Lines from a data collection:
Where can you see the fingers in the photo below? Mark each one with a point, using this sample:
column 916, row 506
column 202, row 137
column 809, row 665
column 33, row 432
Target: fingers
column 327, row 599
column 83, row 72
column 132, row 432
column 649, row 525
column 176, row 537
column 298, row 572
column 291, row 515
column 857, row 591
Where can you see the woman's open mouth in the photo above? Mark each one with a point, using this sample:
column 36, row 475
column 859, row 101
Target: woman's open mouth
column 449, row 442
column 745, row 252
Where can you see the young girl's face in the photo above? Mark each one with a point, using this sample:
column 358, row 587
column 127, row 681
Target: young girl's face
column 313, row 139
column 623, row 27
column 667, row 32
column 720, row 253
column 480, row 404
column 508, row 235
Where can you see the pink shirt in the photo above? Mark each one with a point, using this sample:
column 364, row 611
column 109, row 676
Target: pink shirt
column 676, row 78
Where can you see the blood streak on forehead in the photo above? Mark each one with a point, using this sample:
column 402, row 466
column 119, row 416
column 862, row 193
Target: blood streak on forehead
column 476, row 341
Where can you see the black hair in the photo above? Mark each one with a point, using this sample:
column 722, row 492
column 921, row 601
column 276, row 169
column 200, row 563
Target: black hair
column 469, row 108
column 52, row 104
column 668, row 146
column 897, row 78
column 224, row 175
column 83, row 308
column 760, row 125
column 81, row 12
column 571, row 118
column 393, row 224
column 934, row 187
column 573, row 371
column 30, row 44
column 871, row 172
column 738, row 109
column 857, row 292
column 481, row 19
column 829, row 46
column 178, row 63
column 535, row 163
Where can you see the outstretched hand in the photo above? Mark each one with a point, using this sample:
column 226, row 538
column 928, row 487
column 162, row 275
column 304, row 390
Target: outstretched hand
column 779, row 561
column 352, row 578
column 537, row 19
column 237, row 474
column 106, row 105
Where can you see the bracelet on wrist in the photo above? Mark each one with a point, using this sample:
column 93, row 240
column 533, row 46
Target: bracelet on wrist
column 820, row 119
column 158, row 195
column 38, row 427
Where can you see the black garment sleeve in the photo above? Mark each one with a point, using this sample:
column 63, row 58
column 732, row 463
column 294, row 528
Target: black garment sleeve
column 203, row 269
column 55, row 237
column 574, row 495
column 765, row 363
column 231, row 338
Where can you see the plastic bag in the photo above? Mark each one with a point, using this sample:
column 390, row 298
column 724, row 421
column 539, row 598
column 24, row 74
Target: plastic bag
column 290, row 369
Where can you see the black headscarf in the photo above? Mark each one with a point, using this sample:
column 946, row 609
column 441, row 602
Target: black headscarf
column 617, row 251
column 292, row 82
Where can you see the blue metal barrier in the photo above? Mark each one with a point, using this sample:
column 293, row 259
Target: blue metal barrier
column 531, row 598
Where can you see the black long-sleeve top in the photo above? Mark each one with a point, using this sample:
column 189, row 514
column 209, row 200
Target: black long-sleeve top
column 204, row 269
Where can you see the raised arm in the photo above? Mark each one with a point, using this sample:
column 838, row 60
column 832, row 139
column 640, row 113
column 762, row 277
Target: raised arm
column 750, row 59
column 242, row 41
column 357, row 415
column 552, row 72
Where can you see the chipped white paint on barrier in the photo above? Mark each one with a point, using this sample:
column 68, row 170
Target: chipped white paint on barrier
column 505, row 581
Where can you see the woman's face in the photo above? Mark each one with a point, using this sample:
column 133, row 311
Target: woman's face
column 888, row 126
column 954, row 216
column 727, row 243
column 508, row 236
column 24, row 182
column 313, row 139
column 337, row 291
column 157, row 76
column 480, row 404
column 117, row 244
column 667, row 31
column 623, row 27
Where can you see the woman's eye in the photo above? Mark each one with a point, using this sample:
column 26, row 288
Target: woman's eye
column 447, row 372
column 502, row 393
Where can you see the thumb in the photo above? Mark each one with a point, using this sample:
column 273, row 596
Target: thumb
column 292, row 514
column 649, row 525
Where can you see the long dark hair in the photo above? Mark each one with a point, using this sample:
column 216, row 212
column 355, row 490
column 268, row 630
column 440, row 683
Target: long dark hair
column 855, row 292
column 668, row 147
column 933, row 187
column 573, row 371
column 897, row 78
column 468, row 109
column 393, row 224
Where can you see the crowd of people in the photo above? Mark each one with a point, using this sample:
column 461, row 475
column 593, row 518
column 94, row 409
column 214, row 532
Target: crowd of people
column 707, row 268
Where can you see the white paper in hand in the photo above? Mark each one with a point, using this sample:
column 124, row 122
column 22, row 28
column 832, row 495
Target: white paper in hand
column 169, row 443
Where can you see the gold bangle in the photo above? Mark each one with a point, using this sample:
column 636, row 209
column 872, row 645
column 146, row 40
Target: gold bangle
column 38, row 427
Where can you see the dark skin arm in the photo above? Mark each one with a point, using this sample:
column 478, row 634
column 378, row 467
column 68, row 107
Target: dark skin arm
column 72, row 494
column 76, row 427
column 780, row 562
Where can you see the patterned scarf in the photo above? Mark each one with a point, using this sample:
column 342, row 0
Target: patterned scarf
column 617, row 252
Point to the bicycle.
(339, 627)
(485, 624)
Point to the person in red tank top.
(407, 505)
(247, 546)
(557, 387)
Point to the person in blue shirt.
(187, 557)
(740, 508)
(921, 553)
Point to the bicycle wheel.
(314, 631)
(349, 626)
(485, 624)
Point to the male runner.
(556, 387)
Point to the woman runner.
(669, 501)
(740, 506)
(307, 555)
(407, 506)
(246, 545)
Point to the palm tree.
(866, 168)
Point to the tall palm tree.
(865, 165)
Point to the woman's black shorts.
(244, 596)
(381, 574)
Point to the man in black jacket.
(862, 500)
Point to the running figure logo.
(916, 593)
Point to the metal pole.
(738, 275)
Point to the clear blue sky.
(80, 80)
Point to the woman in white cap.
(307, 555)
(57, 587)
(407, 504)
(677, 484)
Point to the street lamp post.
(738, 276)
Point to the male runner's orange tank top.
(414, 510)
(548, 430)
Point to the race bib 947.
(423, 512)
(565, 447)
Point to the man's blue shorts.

**Job:**
Edit the lines above so that "Mark each one with a point" becomes "Place a point on each one" wherever it appears, keeping everything else the same.

**Reply to the task:**
Where can you see the fingers in the photo below? Place a point on each one, using this sample:
column 916, row 506
column 202, row 137
column 809, row 665
column 33, row 432
Target: fingers
column 327, row 599
column 83, row 72
column 132, row 432
column 649, row 525
column 176, row 537
column 298, row 572
column 291, row 515
column 857, row 591
Where can you see the woman's open mouth in the photo above? Place a point on each one, using this sample:
column 36, row 475
column 859, row 101
Target: woman's open mouth
column 449, row 442
column 745, row 252
Where can you see the young girl's face in the photo above? Place a point on each one, using this sample:
column 358, row 587
column 127, row 681
Target: young girl's face
column 313, row 139
column 623, row 27
column 667, row 32
column 720, row 253
column 480, row 404
column 508, row 235
Where can you see the pink shirt in the photo above? Place a point on each one, using this sample:
column 364, row 611
column 109, row 676
Target: pink shirt
column 676, row 78
Where can you see the blood streak on forehead in the photo above? Place a point on each one, using this sample:
column 402, row 466
column 119, row 416
column 862, row 193
Target: blood streak on forehead
column 476, row 341
Where can you see the black hair in the photo above? Place a point on each one, using this sample:
column 722, row 492
column 921, row 601
column 276, row 169
column 200, row 563
Target: black hair
column 469, row 108
column 52, row 104
column 668, row 146
column 897, row 78
column 224, row 175
column 83, row 308
column 760, row 125
column 81, row 12
column 571, row 118
column 393, row 224
column 934, row 187
column 573, row 371
column 30, row 44
column 871, row 172
column 738, row 109
column 857, row 292
column 481, row 19
column 829, row 46
column 178, row 63
column 535, row 163
Where can you see the outstretched hand in the photo above? Place a point on each one, using this sample:
column 226, row 538
column 928, row 487
column 162, row 275
column 304, row 390
Target: outstretched hand
column 779, row 561
column 352, row 578
column 537, row 19
column 237, row 474
column 106, row 105
Where can you see the bracelet on wrist in the photo above? Place a point on each one, using this sample:
column 93, row 240
column 533, row 46
Target: bracelet on wrist
column 820, row 119
column 158, row 195
column 38, row 427
Where can you see the black garment sleeve in the photo above? Place a point on each one, using this sample:
column 63, row 58
column 732, row 463
column 294, row 528
Target: black garment sleeve
column 203, row 269
column 55, row 237
column 574, row 495
column 765, row 363
column 231, row 338
Where can you see the plastic bag in the photo above? Place a point on each one, using this sample:
column 390, row 298
column 724, row 421
column 539, row 598
column 24, row 74
Target: plastic bag
column 290, row 369
Where can you see the black headscarf in the photo above? Place a point on each one, using this sample:
column 946, row 609
column 441, row 602
Target: black headscarf
column 617, row 251
column 292, row 82
Where can you see the blue metal barrier in the photo above? Place a point on each one, using this sample:
column 293, row 259
Target: blue metal barrier
column 531, row 598
Where can you see the black long-sleeve top in the photo above? Place a point on each one, using this sample:
column 189, row 514
column 209, row 200
Target: black long-sleeve top
column 204, row 269
Where can you see the raised arm in the photo above? Place a point on each one, using this sample:
column 838, row 60
column 832, row 139
column 640, row 113
column 762, row 277
Target: raised arm
column 750, row 59
column 242, row 41
column 357, row 415
column 552, row 72
Where can you see the chipped white paint on barrier in the photo above? Place a point on each one, using this sample:
column 68, row 170
Target: chipped white paint on barrier
column 505, row 581
Where can you see the woman's face in the photo above? Place a point on each one, using this sample:
column 133, row 311
Target: woman's face
column 888, row 126
column 954, row 216
column 727, row 243
column 508, row 236
column 24, row 182
column 313, row 139
column 337, row 291
column 157, row 76
column 480, row 404
column 117, row 244
column 667, row 31
column 623, row 27
Where can you see the woman's eye in the photo above? Place a point on each one, using this sample:
column 26, row 288
Target: woman's eye
column 447, row 372
column 502, row 393
Where can you see the thumb in the photo above? Place a point on each one, using this sample:
column 273, row 596
Target: thumb
column 292, row 514
column 649, row 525
Where can you see the long dark hair in the photo above? Place a point on each one, using this sample:
column 216, row 212
column 355, row 490
column 268, row 630
column 440, row 683
Target: long dark hair
column 855, row 292
column 668, row 147
column 933, row 187
column 573, row 371
column 897, row 78
column 468, row 109
column 393, row 224
Where can you see the crowd of people in the photo above? Place a point on each one, using this sample:
column 461, row 475
column 593, row 518
column 94, row 409
column 214, row 532
Target: crowd of people
column 707, row 268
Where can you see the white paper in hand in the photo above? Place a point on each one, using this sample:
column 124, row 122
column 22, row 28
column 832, row 495
Target: white paper in hand
column 169, row 443
Where can you see the gold bangle in the photo above? Place a point on each one, using this sample:
column 636, row 209
column 872, row 645
column 146, row 40
Target: gold bangle
column 38, row 427
Where can you see the dark skin arm in the photo above? Place a point on each one, using this sample:
column 478, row 634
column 378, row 467
column 68, row 107
Target: dark skin arm
column 72, row 494
column 76, row 427
column 780, row 562
Where can you see the patterned scarf in the photo above? Place a point on each one, using this sample:
column 342, row 0
Target: patterned scarf
column 617, row 252
Point to the bicycle.
(339, 627)
(485, 624)
Point to the person in red tank top.
(407, 505)
(247, 546)
(557, 387)
Point to the person in blue shirt.
(187, 557)
(740, 508)
(921, 553)
Point to the bicycle wheel.
(314, 631)
(349, 626)
(485, 624)
Point to the male runner.
(556, 387)
Point to the woman runner.
(669, 501)
(740, 506)
(307, 555)
(407, 506)
(246, 545)
Point to the palm tree.
(866, 168)
Point to the tall palm tree.
(865, 165)
Point to the woman's black shorts.
(244, 596)
(381, 574)
Point to the man in black jacket.
(862, 500)
Point to the running figure logo.
(916, 593)
Point to the metal pole.
(738, 275)
Point to the clear blue sky.
(80, 80)
Point to the woman in white cap.
(307, 555)
(57, 587)
(407, 504)
(677, 484)
Point to the street lamp post.
(738, 276)
Point to the male runner's orange tank top.
(414, 510)
(548, 430)
Point to the race bib 947.
(423, 512)
(565, 447)
Point to the man's blue shorts.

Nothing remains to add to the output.